begin Given text

CHIP AND WAFER MAKING SERVICES

Our enterprise possesses modern equipment for optical lithography with wavelengths of up to 365 nm. Our technological capabilities in the field of lithography:

• Applying photoresist by spin- and spray coating
• Applying passivating materials by using the spin coating
• Projection lithography 365 nm (only wafers with a diameter of 150 mm)
• Contact lithography: broadband, 365 nm; various alignment methods: front side to front side (F2F), front to backside (F2B), infrared

We can perform processes of bonding semiconductor wafers with each other by using various methods on the equipment manufactured by EVG, as well as on specially designed machines. This service is available for both 100 mm and 150 mm wafers. Semiconductors of different natures, glass, and polymers are treated in different chambers if they are exposed to heating up to the temperature above 150°C. Before bonding, the wafers may be optically combined, which enables to create complex three-dimensional assemblies. Available technologies are given below:

• Hydrophilic fusion bonding: SiO₂/Si, SiO₂/SiO₂
• Plasma activated hydrophilic fusion bonding
• UHV hydrophobic bonding: Si/Si, Si/3-5 compounds, Al/Al
• Anodic bonding: Si/glass
• Glass frit bonding
• Metal bonding: Au-Si, Au-Sn, Pb-Sn eutectics
• Polymer bonding: photoresist, BCB

We have several machines at our disposal to carry out the PVD process, which will enable us to form thin films by using all physical deposition methods available.

We continuously maintain the warehouse stock of high-purity metals for PVD, which enables us to form films from almost any metal used in microtechnologies:

• Magnetron sputtering: Ti, TiN, Al, Cu, Au
• Thermal vacuum evaporation: V, Cr
• Electron-beam evaporation: V, Cr, Ti, Cu, Al, W, Fe, Ni, Co, Zr, Mo, Au, Ag, Pt, Pd, Ru, Ir
• The above metals do not represent an exhaustive list of metals suitable for use. Please contact us to discuss the options to form thin films of metals or alloys needed by you.

We had successfully implemented the technology of atomic layer deposition of metals and dielectrics, which enables us to fill in cavities with the depth of up to 500 μm with the aspect ratio of 1:10. Therefore, we can form vacuum contacts to high-precision sensible MEMS elements, and create leads with minimum specific resistance for 3D integrated systems. We are currently ready to offer the following processes to our customers:

• ALD of dielectrics: Al₂O₃, Si₃N₄, SiO₂, HfO₂
• ALD of metals: Ir, Ru, Cu

We carry out oxidation of silicon with thicknesses from 50 nm to 4 μm. A wide range of pipes enables us to form the oxide of different thicknesses and carry out oxidation in different modes (wet, dry, with chlorine addition)

end Given text
begin Data section

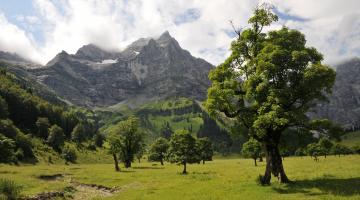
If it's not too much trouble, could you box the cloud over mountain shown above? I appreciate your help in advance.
[0,0,360,64]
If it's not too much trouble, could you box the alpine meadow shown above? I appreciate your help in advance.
[0,0,360,200]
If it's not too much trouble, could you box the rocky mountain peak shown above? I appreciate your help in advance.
[75,44,114,62]
[156,31,180,48]
[34,32,213,107]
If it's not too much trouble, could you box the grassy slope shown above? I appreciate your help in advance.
[101,98,203,141]
[0,155,360,200]
[341,131,360,146]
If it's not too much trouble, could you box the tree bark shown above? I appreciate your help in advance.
[113,153,120,172]
[124,160,131,168]
[183,162,187,174]
[261,144,290,185]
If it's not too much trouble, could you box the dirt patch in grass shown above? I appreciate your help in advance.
[38,174,64,181]
[22,192,65,200]
[72,182,118,200]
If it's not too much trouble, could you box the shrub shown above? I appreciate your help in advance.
[86,143,96,151]
[295,148,306,156]
[62,146,77,163]
[0,134,15,162]
[94,133,105,147]
[0,179,21,200]
[47,125,65,151]
[330,144,353,156]
[353,145,360,154]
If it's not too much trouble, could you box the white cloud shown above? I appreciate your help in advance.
[0,13,41,61]
[0,0,360,64]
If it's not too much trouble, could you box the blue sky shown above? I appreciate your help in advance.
[0,0,360,65]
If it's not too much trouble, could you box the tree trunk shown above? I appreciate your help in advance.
[261,144,290,185]
[113,153,120,172]
[124,160,131,168]
[183,162,187,174]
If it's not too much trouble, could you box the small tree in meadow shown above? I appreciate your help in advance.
[47,124,65,151]
[71,123,85,144]
[0,134,15,163]
[168,130,200,174]
[241,138,261,166]
[109,117,143,168]
[93,133,105,147]
[36,117,51,139]
[295,148,306,157]
[108,133,121,171]
[0,96,9,119]
[330,144,352,157]
[62,146,77,163]
[0,178,22,200]
[306,143,322,161]
[149,137,169,165]
[318,137,334,158]
[135,143,146,163]
[197,137,214,164]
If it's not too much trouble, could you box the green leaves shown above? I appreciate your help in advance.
[168,130,200,164]
[205,5,335,140]
[108,117,143,164]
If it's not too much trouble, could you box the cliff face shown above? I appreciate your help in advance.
[315,58,360,130]
[30,32,213,107]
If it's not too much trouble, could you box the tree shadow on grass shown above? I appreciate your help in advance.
[273,177,360,196]
[132,167,165,169]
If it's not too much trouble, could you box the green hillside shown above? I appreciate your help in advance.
[96,98,239,152]
[341,131,360,146]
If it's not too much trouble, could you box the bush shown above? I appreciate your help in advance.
[94,133,105,147]
[47,125,65,151]
[62,146,77,163]
[0,179,21,200]
[330,144,353,156]
[0,134,15,162]
[353,145,360,154]
[295,148,306,156]
[86,143,96,151]
[16,133,35,160]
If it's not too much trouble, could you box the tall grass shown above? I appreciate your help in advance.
[0,179,21,200]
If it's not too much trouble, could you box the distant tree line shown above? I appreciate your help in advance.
[0,69,104,162]
[107,117,213,173]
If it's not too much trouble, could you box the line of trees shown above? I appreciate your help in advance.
[241,136,360,166]
[107,117,213,174]
[0,66,104,163]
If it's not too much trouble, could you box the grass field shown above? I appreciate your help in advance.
[0,155,360,200]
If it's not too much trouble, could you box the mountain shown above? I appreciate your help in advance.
[315,58,360,130]
[29,32,213,107]
[0,51,36,66]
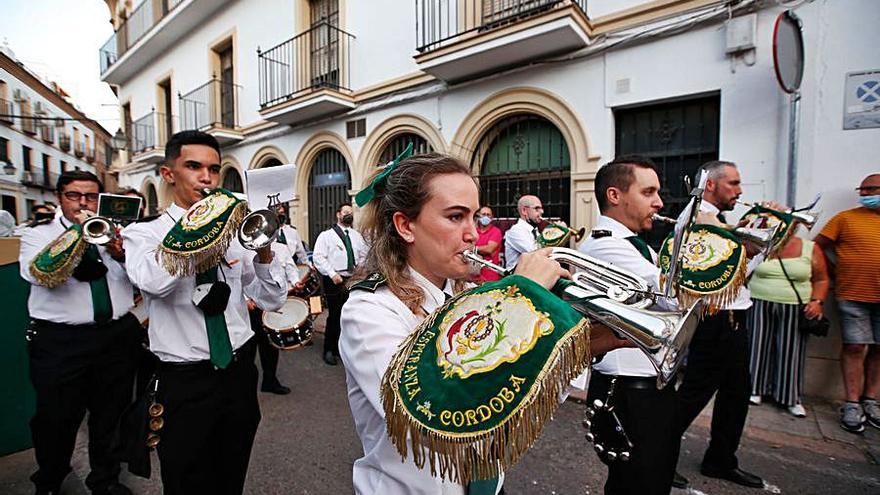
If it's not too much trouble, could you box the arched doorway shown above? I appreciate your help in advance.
[471,114,571,222]
[220,167,244,193]
[308,148,351,246]
[376,132,434,165]
[144,183,159,215]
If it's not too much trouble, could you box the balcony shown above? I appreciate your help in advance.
[415,0,591,82]
[0,98,15,124]
[257,22,354,124]
[21,170,58,191]
[179,78,244,145]
[38,122,55,143]
[129,111,174,163]
[58,132,70,151]
[73,141,86,158]
[98,0,231,84]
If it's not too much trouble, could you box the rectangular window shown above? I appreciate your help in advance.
[3,194,18,222]
[21,145,31,171]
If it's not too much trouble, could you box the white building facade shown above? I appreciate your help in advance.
[100,0,880,396]
[0,49,112,222]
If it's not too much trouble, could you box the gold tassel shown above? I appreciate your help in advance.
[28,237,86,289]
[380,312,591,485]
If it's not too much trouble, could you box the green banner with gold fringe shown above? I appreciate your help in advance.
[657,224,746,314]
[156,189,247,276]
[29,225,86,289]
[742,205,797,253]
[382,275,590,484]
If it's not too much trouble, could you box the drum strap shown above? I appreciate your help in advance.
[196,265,232,369]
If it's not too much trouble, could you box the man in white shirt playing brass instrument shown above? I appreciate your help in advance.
[123,131,287,494]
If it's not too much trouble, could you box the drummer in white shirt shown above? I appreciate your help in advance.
[579,156,679,494]
[339,153,622,495]
[123,131,287,494]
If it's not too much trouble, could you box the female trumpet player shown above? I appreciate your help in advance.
[339,153,626,495]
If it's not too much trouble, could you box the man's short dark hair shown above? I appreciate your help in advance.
[55,170,104,194]
[165,131,220,166]
[596,155,657,213]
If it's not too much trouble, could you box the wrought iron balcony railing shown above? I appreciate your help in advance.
[98,0,183,74]
[179,78,239,131]
[416,0,587,53]
[257,22,354,108]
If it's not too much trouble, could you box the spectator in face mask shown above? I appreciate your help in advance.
[475,206,502,283]
[816,173,880,433]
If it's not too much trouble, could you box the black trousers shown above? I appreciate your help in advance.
[587,371,680,495]
[321,276,348,356]
[157,339,260,495]
[28,313,140,490]
[678,310,751,470]
[248,308,278,386]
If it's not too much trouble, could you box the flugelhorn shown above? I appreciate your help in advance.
[736,196,820,230]
[652,213,779,251]
[462,247,703,388]
[82,216,116,246]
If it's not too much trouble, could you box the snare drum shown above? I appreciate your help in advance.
[263,297,312,351]
[291,265,321,299]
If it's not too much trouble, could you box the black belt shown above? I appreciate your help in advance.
[157,339,254,371]
[31,313,137,330]
[593,371,657,390]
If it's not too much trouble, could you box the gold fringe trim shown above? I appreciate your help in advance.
[380,310,591,485]
[156,201,248,277]
[660,248,747,316]
[28,237,86,289]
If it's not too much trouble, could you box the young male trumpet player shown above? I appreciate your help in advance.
[123,131,287,494]
[19,170,139,494]
[579,156,678,495]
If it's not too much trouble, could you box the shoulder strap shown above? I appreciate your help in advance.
[776,258,804,306]
[349,273,387,292]
[333,225,345,244]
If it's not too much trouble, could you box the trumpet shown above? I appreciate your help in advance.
[652,213,779,250]
[82,216,117,246]
[736,197,819,230]
[462,247,703,389]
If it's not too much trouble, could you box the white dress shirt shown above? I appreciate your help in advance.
[278,224,309,265]
[122,204,287,362]
[331,272,474,495]
[504,218,541,268]
[679,200,764,310]
[18,216,134,325]
[578,215,660,377]
[312,225,367,278]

end Data section

> [Problem to work on]: According to the chip and wafer services text, what wafer size is projection lithography at 365 nm limited to?

> [Exercise response]: Only wafers with a diameter of 150 mm.